### Given instruction
Write out all of the material below word for word, but leave out the pictures.
-- Input records start --
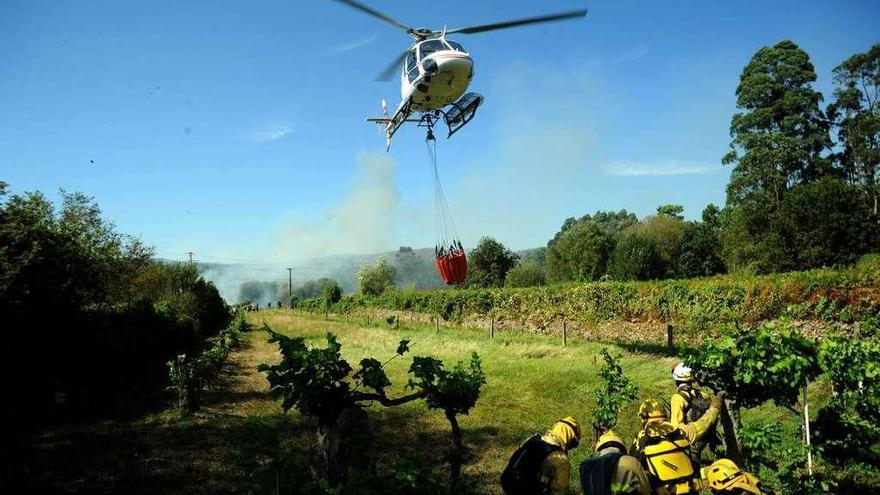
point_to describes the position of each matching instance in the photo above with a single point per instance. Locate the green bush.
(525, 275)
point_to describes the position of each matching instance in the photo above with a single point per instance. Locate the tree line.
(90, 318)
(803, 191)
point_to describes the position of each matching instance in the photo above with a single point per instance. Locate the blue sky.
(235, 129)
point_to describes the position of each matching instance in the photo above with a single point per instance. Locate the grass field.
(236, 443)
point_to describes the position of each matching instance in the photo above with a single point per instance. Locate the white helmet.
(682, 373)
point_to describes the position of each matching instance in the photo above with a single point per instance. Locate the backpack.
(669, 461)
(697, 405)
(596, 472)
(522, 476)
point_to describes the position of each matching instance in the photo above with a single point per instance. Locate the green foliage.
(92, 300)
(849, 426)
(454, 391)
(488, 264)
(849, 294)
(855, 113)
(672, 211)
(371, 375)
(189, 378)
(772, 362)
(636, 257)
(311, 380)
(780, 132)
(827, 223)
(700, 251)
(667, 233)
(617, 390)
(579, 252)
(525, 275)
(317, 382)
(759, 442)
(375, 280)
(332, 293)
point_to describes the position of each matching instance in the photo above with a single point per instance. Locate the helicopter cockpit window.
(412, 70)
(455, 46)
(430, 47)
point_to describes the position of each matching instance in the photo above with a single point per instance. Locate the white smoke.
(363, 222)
-- Input records end --
### Answer to this exercise
point_to describes the position of each matching instance in the photo above with a single point per instance. Locate the green bush.
(525, 275)
point_to describes the position of each matching instance in the photo above with a single point per instance. Locate the tree line.
(90, 318)
(803, 191)
point_to describes the position of each matching instance in the photo above with a single point per instance. Locate the blue sky.
(235, 129)
point_to describes the position of each matching instance in the photo above with a single point per instance. Locate the grass field.
(236, 443)
point_to describes the position of each matching instance in the photo above with a single point per instance. Locate the white helmet.
(682, 373)
point_to describes the position of each matching instance in the photo above with a single point per instance. Locate the backpack.
(669, 461)
(697, 405)
(596, 472)
(522, 476)
point_to describes the position of each matching instance in the photo above with a single point per instance. Locate the green foliage.
(92, 300)
(849, 426)
(454, 391)
(488, 264)
(849, 294)
(855, 113)
(672, 211)
(371, 375)
(189, 378)
(772, 362)
(636, 257)
(311, 380)
(780, 132)
(827, 223)
(700, 251)
(667, 233)
(617, 390)
(579, 252)
(525, 275)
(317, 382)
(759, 442)
(375, 280)
(332, 293)
point_to describes the position of each matching instance in the photo above with a single point per instance. Locate the helicopter cockpit window.
(412, 70)
(455, 46)
(430, 47)
point_to describes the position of each matching instance in the photo above with a single point per instance. Locate the white smoke.
(363, 222)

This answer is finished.